→ **Position annotation records**
■ ■ ■ ■

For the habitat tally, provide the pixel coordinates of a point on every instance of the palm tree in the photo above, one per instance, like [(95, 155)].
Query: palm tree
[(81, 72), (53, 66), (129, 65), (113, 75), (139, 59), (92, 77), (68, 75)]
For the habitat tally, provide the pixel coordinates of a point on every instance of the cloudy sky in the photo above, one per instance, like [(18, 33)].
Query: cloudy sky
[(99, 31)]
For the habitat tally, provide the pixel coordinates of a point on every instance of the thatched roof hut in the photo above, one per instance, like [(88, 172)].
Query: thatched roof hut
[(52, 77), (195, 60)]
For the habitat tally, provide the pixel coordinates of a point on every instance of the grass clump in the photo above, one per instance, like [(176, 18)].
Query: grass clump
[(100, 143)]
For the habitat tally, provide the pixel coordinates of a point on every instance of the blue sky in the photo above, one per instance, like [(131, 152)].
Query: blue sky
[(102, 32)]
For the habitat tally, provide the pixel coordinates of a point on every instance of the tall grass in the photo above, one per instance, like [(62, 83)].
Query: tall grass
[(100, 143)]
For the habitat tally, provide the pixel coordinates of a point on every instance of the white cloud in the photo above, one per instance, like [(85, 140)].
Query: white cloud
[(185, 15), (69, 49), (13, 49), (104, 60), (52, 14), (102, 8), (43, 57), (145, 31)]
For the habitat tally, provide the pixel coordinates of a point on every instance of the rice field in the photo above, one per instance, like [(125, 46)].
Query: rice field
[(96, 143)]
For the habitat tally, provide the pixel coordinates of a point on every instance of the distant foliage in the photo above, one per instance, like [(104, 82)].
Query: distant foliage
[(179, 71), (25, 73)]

■ ■ ■ ■

→ **WHAT YOU NEED TO DO**
Please set down every line of the material above again, word for word and in the same order.

→ **FINAL RESULT**
For the habitat tally, provide the pixel coordinates of a point on every instance of the palm tree in the photo above, one per instance, like [(95, 155)].
Query: palm tree
[(81, 72), (53, 66), (129, 65), (113, 75), (139, 59), (92, 77), (68, 75)]
For the habitat tally, provide the pixel coordinates of a point on every instance of the cloudy sky in the photo above, one per instance, like [(18, 33)].
Query: cloudy sky
[(99, 31)]
For the habitat tally, provide the pixel coordinates of a point on every instance of the thatched roof hut in the photo above, one per instance, like [(88, 172)].
Query: thatched roof hut
[(52, 77), (195, 60)]
For the habitat tally, provide the pixel coordinates of a point on every instance of the grass clump in the photo above, one per instance, like [(176, 18)].
Query: grass clump
[(100, 143)]
For the habitat tally, provide the pixel coordinates of a point on every instance of the blue sky in the photo above, one per instance, like [(131, 152)].
Query: blue sky
[(102, 32)]
For the habitat tally, provide the pixel coordinates of a point on every instance of the tall grass in the photo above, one per instance, like [(62, 83)].
Query: tall grass
[(100, 143)]
For the habitat tally, provide the pixel coordinates of a point on every instance of the white cloud in the photo above, one per instance, like [(85, 140)].
Query: white cloud
[(185, 15), (69, 49), (13, 49), (104, 60), (52, 14), (102, 8), (43, 57), (145, 31)]
For the habitat tally, provide the pixel coordinates of a point on every instance of the rice field in the photo above, one per instance, like [(125, 46)].
Query: rice field
[(96, 143)]
For the habitat tally, provide the pixel coordinates of a point on every instance of the distant foliage in the photo above, one per instance, like [(104, 82)].
Query: distant foliage
[(179, 71), (25, 73)]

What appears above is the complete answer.